# [Tasks to perform]
[A] In the text on optical amplifiers for superchannels, which two pumping methods may multi-core Erbium-doped fiber amplifiers use?
[B] Translate this sentence from the text on optical amplifiers for superchannels into Spanish: "In addition, distributed Raman amplification has been demonstrated in uncoupled-core MCFs [75] and MMFs [76]."
[C] Carry on with the text on optical amplifiers for superchannels, picking up right after its final sentence.

Spectral superchannels pose requirements similar to standard WDM channels for optical amplifiers, requiring careful design of amplifiers to minimize wavelength-dependent gain, and typically requiring active control of wavelength-dependent gain [69].

Spatial superchannels may share optical amplifiers, provided they are designed to amplify signals in multiple spatial dimensions. This may reduce the number of amplifiers per link by a factor ${S}_{L}^{-1}$, and may reduce the number of amplifiers within a node by a factor ${S}_{N}^{-1}$. The sharing of control systems and management interfaces represents an opportunity to reduce the power consumption per spatial dimension [70].

Multi-core Erbium-doped fiber amplifiers (EDFAs) for uncoupled- or coupled-core MCFs may use cladding pumping [71] or multi-core pumping [72]. Similarly, multi-mode EDFAs for coupled spatial superchannels in MMF may use cladding pumping [73] or core pumping [74]. In addition, distributed Raman amplification has been demonstrated in uncoupled-core MCFs [75] and MMFs [76]. It has been suggested that the denser packing of modes in coupled-core MCFs or MMFs reduces pump power requirements [70], representing an advantage of coupled over uncoupled spatial superchannels.

Pointing dataset excerpts:

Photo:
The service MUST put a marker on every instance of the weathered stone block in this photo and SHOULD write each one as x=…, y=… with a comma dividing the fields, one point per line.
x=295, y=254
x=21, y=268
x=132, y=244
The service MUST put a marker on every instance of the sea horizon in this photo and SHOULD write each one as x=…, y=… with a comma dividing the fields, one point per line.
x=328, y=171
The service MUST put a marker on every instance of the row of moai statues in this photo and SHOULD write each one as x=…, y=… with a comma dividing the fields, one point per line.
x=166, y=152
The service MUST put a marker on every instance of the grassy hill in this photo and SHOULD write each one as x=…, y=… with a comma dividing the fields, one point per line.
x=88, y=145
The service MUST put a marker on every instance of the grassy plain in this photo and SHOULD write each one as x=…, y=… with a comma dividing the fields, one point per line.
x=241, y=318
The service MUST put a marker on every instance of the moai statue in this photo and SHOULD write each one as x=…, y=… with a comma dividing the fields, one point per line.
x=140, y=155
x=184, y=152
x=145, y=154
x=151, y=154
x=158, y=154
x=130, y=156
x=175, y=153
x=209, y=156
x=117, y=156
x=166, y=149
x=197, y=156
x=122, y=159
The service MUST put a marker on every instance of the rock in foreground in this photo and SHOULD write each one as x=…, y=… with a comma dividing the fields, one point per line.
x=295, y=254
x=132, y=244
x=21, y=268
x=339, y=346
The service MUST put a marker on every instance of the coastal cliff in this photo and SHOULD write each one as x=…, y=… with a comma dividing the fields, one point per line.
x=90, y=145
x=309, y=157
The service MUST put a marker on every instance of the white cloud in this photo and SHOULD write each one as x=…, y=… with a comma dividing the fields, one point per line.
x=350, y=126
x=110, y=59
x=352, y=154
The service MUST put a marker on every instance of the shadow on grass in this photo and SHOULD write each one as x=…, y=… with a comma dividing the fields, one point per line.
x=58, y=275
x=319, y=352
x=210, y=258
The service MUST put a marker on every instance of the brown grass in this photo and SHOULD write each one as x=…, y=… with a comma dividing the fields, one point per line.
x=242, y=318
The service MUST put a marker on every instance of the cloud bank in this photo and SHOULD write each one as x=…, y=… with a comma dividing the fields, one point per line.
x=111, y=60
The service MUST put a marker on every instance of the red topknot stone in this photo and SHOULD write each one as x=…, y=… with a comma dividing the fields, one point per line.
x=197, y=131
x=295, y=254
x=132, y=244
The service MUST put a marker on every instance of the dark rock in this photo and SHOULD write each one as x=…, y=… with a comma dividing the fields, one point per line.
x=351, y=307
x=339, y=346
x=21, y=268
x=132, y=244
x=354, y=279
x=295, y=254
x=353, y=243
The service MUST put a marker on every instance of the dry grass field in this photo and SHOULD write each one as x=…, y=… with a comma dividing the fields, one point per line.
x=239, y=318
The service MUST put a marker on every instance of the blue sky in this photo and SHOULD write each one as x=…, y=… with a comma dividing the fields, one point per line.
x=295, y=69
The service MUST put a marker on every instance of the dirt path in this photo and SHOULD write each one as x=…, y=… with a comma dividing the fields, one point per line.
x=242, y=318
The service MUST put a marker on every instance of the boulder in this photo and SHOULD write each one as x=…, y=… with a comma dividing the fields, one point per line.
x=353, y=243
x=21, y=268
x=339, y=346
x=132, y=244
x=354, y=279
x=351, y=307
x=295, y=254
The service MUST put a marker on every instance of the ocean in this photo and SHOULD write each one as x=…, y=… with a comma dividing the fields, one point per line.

# [Task-by-task answers]
[A] Cladding pumping or multi-core pumping.

[B] Además, se ha demostrado la amplificación Raman distribuida en MCF de núcleos no acoplados [75] y en MMF [76].

[C]
A potential challenge for spatially multiplexed amplification is to provide equal gain for each spatial dimension, since gain differences reduce the achievable spectral efficiency and may cause outage in spatial superchannels [45,46]. Approximately equal gain per spatial dimension can be achieved in multi-core EDFAs [72] or in multi-mode EDFAs with optimized doping profiles [74]. Active control of spatially dependent gain may help minimize spectral efficiency loss and outage probability. Adaptive equalization of mode-dependent gain in multi-mode EDFAs using a spatial light modulator in the pump beam or at the amplifier output was proposed in [77].

#### 4.3. *Fiber nonlinearity*

Distortion and crosstalk caused by the Kerr nonlinearity limit achievable spectral efficiency in fiber systems [4].

Spectral superchannels (excluding waveband superchannels) may be subject to more nonlinear degradation than standard WDM channels for several reasons. All the methods have a denser power spectrum than standard WDM channels. Nyquist WDM and DFT-spread OFDM have slightly higher peak-to-average power ratios [8] than standard WDM channels, while NGI-OFDM has a significantly higher peak-to-average power ratio [6]. Nevertheless, in Nyquist WDM and NGI-OFDM, nonlinear phase shifts are dispersed by CD, and the two methods are expected to be subject to similar nonlinear degradation [8,78], which is confirmed by numerical [79] and experimental [80] studies. In DFT-spread OFDM, the power per subcarrier is low and the subband bandwidth can be optimized to reduce nonlinear interactions, so less nonlinear signal degradation is expected than for NGI-OFDM [78,81]. Numerical [81] and experimental [82] studies demonstrate about a 1-dB superior performance of DFT-spread OFDM over NGI-OFDM. Despite these various comparisons, a complete comparison of nonlinear performance among all spectral superchannel techniques does not exist, and is an important topic for future research.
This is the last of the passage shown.